---------- Records shown
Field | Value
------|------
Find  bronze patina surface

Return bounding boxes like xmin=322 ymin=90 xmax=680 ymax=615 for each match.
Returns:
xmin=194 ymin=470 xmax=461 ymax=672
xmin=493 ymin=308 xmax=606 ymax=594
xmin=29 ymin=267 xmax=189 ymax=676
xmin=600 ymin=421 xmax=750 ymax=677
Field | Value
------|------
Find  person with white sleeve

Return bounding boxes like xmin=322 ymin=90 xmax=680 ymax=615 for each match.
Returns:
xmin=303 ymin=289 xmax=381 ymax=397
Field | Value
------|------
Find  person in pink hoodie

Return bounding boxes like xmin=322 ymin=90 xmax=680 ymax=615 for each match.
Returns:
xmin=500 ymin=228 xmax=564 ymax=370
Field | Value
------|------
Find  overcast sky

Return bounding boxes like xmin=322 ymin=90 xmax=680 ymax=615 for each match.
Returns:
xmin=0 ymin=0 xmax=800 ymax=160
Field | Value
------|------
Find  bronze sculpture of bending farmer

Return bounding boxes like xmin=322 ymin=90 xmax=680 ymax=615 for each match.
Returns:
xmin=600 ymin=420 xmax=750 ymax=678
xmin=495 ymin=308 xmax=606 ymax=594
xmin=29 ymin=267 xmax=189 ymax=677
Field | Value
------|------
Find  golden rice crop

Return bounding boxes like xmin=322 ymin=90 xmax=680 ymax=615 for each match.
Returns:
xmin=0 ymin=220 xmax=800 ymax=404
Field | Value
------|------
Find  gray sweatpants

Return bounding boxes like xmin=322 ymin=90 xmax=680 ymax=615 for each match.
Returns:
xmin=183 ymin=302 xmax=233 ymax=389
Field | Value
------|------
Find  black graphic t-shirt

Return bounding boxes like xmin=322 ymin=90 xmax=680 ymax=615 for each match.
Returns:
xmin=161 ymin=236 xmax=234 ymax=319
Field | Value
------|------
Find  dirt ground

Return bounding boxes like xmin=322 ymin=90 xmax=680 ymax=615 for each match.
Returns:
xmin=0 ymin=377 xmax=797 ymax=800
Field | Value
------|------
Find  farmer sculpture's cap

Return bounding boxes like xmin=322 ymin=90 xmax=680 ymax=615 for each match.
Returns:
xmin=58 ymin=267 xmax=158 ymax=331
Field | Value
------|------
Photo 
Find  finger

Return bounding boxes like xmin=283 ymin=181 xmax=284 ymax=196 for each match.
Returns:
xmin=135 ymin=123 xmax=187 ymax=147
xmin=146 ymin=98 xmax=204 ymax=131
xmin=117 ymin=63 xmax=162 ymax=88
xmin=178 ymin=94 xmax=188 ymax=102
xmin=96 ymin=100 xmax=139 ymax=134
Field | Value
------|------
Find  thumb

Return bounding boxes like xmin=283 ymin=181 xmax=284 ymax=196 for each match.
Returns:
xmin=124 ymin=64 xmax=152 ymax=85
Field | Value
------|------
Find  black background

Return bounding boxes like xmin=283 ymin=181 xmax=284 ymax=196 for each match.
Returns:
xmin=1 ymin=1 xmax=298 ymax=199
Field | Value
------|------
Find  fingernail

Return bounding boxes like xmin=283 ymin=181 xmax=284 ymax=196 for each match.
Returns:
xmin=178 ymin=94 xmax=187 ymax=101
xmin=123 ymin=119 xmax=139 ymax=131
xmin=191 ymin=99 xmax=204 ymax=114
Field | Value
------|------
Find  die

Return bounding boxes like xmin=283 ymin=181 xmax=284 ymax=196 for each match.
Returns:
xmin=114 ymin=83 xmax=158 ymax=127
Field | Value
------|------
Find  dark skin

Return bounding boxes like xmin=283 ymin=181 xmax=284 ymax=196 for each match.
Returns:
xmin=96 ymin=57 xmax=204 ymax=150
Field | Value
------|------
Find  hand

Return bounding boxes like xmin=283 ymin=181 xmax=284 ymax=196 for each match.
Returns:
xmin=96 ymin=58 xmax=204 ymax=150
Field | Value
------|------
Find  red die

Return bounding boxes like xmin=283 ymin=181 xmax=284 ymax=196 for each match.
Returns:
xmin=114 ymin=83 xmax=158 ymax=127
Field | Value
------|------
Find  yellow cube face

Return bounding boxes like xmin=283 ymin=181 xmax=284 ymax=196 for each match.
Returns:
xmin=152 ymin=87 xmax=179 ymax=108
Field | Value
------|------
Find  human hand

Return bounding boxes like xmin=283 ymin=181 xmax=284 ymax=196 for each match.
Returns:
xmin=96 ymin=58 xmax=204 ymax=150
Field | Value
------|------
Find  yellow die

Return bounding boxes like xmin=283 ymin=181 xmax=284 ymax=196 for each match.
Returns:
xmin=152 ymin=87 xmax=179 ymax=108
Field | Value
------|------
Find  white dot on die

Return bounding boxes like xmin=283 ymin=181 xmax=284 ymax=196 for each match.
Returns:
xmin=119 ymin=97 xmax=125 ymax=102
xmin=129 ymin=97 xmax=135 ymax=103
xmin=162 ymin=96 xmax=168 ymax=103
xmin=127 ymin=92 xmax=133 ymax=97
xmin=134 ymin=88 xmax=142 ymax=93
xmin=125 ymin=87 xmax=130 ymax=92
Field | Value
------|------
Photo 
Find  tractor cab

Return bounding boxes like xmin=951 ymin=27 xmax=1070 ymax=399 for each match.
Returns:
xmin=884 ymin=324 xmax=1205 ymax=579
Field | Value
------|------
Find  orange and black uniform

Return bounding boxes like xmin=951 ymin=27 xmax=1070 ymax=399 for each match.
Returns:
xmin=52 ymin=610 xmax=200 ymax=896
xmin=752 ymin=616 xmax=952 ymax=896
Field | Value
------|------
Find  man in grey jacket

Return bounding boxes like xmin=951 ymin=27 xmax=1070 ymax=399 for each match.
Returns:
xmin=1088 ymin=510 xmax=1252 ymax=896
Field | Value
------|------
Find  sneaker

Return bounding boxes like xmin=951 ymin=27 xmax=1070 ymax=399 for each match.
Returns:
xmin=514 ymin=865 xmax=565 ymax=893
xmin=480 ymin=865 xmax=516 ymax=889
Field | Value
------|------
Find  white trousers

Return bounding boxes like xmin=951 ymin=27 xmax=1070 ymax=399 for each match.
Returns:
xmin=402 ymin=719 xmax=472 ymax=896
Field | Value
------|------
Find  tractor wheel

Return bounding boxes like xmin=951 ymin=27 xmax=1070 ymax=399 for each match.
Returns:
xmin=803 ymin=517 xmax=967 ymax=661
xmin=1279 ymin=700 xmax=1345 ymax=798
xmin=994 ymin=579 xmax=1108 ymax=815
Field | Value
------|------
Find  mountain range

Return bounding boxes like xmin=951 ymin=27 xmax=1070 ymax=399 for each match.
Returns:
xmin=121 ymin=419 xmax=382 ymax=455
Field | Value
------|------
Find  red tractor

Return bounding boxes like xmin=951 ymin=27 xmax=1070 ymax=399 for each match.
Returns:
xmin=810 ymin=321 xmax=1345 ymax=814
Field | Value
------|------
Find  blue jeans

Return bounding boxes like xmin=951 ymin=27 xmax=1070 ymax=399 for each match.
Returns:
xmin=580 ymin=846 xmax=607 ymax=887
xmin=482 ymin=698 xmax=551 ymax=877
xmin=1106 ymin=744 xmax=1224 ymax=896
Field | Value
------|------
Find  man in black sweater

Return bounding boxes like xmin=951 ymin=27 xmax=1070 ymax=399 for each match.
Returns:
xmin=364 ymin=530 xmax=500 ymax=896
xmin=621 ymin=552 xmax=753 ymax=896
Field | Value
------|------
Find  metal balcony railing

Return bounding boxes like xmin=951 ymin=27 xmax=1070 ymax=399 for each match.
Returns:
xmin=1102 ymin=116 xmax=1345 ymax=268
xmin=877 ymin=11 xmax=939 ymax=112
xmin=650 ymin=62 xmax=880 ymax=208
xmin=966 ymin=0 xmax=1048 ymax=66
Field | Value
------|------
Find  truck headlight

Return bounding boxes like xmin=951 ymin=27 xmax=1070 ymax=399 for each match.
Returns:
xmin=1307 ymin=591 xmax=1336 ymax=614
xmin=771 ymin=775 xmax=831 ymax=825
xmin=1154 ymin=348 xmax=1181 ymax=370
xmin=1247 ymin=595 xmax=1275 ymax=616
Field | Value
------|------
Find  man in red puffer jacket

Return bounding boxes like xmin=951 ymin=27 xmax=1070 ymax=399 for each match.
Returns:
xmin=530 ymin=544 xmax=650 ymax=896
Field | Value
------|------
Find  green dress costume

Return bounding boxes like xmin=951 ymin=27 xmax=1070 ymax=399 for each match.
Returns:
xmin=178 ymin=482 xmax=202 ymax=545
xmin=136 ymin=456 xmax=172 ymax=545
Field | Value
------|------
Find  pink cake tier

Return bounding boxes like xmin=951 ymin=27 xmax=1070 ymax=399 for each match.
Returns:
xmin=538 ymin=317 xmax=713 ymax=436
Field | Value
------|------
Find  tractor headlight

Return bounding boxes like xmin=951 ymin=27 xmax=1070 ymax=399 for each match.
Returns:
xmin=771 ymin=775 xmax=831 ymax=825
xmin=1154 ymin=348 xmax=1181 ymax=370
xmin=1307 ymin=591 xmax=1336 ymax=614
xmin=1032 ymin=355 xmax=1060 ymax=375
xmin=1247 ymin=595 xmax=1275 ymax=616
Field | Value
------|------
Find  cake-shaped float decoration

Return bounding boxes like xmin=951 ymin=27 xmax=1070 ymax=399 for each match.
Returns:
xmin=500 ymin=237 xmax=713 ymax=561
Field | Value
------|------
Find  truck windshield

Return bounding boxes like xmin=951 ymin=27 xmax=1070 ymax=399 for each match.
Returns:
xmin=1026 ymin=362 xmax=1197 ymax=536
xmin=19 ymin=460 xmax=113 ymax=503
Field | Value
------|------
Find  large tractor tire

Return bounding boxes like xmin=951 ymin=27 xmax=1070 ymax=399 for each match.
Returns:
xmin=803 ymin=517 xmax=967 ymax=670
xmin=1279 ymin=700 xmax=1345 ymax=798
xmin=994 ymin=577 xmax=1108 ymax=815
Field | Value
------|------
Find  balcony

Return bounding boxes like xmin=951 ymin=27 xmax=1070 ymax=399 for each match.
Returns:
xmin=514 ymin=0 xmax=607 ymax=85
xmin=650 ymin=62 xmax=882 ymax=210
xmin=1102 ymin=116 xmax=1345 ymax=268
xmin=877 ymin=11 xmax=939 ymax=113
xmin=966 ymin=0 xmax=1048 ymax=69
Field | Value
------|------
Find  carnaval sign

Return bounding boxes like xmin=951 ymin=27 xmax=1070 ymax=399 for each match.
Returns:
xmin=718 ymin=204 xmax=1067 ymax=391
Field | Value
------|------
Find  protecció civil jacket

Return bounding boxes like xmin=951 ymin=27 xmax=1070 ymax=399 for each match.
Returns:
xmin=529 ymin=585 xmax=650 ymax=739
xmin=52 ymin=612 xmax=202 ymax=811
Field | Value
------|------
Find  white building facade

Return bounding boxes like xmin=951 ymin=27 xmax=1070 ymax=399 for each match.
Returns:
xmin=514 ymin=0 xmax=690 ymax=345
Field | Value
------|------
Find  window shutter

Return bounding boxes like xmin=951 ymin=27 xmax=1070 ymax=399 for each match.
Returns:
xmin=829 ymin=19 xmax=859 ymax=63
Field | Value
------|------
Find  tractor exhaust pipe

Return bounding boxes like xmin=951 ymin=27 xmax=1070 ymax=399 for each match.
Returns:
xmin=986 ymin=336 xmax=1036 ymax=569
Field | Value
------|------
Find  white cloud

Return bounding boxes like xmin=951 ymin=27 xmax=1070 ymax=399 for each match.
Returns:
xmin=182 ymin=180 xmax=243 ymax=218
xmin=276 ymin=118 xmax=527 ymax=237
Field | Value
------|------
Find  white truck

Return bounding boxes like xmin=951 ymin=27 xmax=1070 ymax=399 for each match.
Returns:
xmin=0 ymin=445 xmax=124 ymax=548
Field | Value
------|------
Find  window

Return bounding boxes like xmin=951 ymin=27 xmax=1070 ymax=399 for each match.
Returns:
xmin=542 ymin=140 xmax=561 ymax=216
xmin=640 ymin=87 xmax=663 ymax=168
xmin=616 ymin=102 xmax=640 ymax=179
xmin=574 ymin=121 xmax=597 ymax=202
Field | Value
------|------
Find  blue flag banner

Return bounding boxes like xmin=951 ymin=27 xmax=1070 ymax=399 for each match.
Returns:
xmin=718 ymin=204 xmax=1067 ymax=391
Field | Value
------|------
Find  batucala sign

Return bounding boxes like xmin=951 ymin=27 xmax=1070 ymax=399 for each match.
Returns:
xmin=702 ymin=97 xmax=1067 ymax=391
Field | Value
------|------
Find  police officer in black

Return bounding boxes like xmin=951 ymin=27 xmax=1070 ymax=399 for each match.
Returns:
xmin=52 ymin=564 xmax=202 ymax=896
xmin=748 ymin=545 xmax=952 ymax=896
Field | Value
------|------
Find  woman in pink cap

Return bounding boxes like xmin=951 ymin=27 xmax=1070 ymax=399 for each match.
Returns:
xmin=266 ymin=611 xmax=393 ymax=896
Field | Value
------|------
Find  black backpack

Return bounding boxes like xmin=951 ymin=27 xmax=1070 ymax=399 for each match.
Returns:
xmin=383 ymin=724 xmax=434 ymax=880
--------------------
● **Your goal**
Please copy the items above line for line, starting at their first line and ending at the line containing "xmin=600 ymin=421 xmax=750 ymax=677", with that line included.

● **Task result**
Field | Value
------|------
Find  bronze patina surface

Return bounding boxes like xmin=322 ymin=90 xmax=680 ymax=615 for each match.
Returns:
xmin=194 ymin=470 xmax=461 ymax=672
xmin=493 ymin=308 xmax=606 ymax=594
xmin=29 ymin=267 xmax=189 ymax=676
xmin=600 ymin=421 xmax=750 ymax=677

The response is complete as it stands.